--- STATED EXERCISE ---
Rewrite the rows below, changing "fishing boat" to "sailboat" and keeping everything else the same. Omit the pictures from your output.

--- DATA ENTRIES ---
********************

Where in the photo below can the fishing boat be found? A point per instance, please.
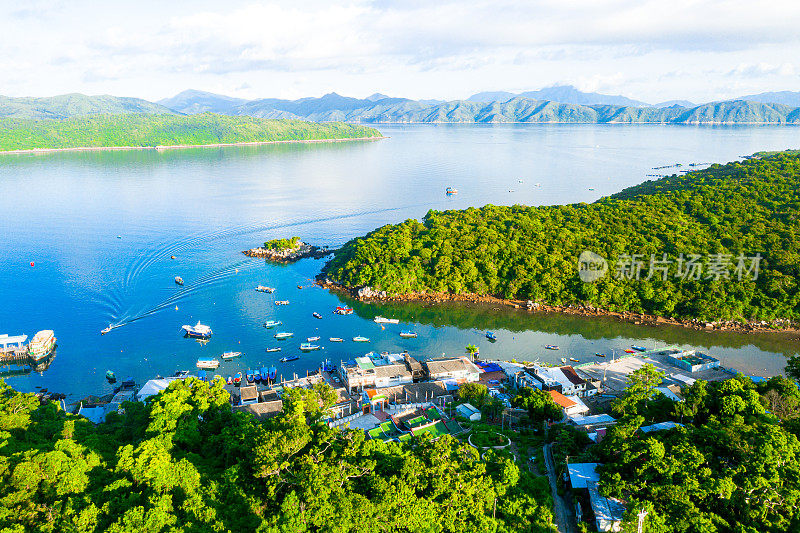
(198, 331)
(308, 347)
(207, 363)
(42, 344)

********************

--- COMPLETE RESPONSE ---
Where in the photo below can the sailboat be found? A point per instance, please.
(198, 331)
(308, 347)
(207, 363)
(42, 344)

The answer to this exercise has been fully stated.